═══ Extract

ParaGuard – Has been around for over 20 years. Is copper which, if you have a nickle allergy, pretty much sucks to be you. It’s creating a hostile environment for your uterus, so that normal 6-7 day period you used to have… Yea, that will probably be making it a 9-10 day period and much, much heavier. Fabulous. In some cases it gets better after a few months but there is no guarantee.
By the way, has anyone ever told you how those nice, safe IUDs are inserted? Well, you should be on your period because your cervix has to be a little dilated. Oh, your cervix is to small? Well, don’t worry, we will just dilate that FOR you! For me, since I haven’t had a period for almost 20 months now, that scares me a little.
How bad does it hurt? Well.. you can definitely handle it. Apparently. My nurse said when she was putting one in a friend of hers, her friend said it felt like she was pulling out her belly button from the inside. It doesn’t last long… I mean, all we are doing is opening you up with a speculum (normal pap smear stuff…) but then we have to go in there and measure your cervix (how are you doing that?? Are you shoving a flashlight in there??), open it up a bit, and then fit the IUD in there for you.
Um, yea. I’m a baby with pain.

══════

◆ Task objective
Write the next part of the piece about getting an IUD, starting right after its last line. The listing after this text isn't needed for anything here.

═══ Dataset excerpts

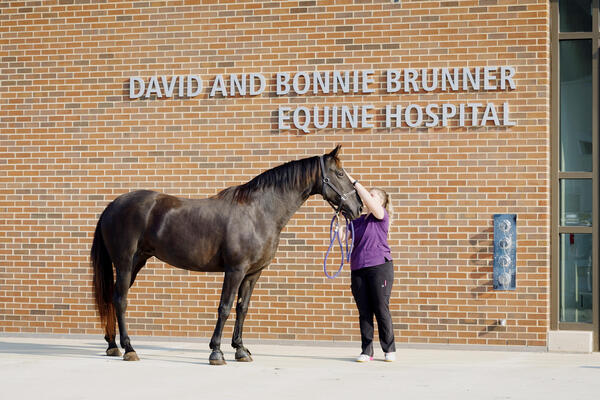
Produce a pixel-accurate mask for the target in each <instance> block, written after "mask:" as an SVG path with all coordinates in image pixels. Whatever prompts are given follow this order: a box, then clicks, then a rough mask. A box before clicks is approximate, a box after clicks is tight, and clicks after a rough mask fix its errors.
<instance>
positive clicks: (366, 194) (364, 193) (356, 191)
mask: <svg viewBox="0 0 600 400" xmlns="http://www.w3.org/2000/svg"><path fill="white" fill-rule="evenodd" d="M346 175H348V178H349V179H350V182H352V184H353V185H354V188H355V189H356V193H358V195H359V196H360V198H361V200H362V201H363V204H364V205H365V206H367V208H368V209H369V211H370V212H371V214H373V216H374V217H375V218H377V219H383V217H384V216H385V213H384V210H383V206H382V205H381V203H380V202H379V199H376V198H375V197H373V196H371V193H369V191H368V190H367V189H366V188H365V187H364V186H363V185H361V183H360V182H358V181H357V180H355V179H354V178H353V177H352V176H350V174H349V173H348V172H346Z"/></svg>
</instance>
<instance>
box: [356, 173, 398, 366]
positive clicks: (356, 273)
mask: <svg viewBox="0 0 600 400" xmlns="http://www.w3.org/2000/svg"><path fill="white" fill-rule="evenodd" d="M346 174H347V175H348V178H350V182H352V184H353V185H354V187H355V188H356V192H357V193H358V195H359V196H360V198H361V200H362V201H363V204H364V205H365V206H366V208H367V214H366V215H364V214H363V215H362V216H360V217H359V218H357V219H355V220H354V221H352V224H353V225H354V235H355V237H354V248H353V249H352V255H351V256H352V261H351V265H350V269H351V270H352V272H351V274H352V295H353V296H354V300H355V301H356V306H357V308H358V314H359V321H360V335H361V340H362V352H361V354H360V356H358V358H357V359H356V361H358V362H367V361H371V360H372V359H373V331H374V327H373V314H374V315H375V318H376V319H377V327H378V329H379V342H380V344H381V348H382V349H383V352H384V353H385V361H389V362H391V361H394V360H395V359H396V344H395V341H394V329H393V326H392V317H391V315H390V308H389V304H390V295H391V292H392V283H393V282H394V265H393V263H392V257H391V252H390V247H389V245H388V243H387V234H388V229H389V226H390V216H389V213H388V211H387V208H388V205H389V202H390V198H389V196H388V195H387V193H386V192H385V191H384V190H382V189H379V188H373V189H371V190H370V191H369V190H367V189H365V187H364V186H363V185H361V184H360V183H359V182H358V181H356V180H355V179H354V178H352V177H351V176H350V174H348V173H346Z"/></svg>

══════

◆ Response area
They have to measure your cervix because a nice little line hangs down (think: fishing line) because you should REALLY check to be sure everything is where it should be about once a month. Oh, don’t worry, just sit on the toilet and fish up in there with your fingers to make sure the line is still there!
Because if it isn’t, well, hopefully that IUD didn’t go up somewhere and perforate your uterus… or get lost… or something. Your husband shouldn’t be able to feel it, either. If he does, just come on into the office and we can keep cutting it to make it shorter!
While it is safer than regular birth control because it takes out possible human error mistakes, my unofficial poll on my baby boards show three people getting preggo while on it. Out of ten. Nice.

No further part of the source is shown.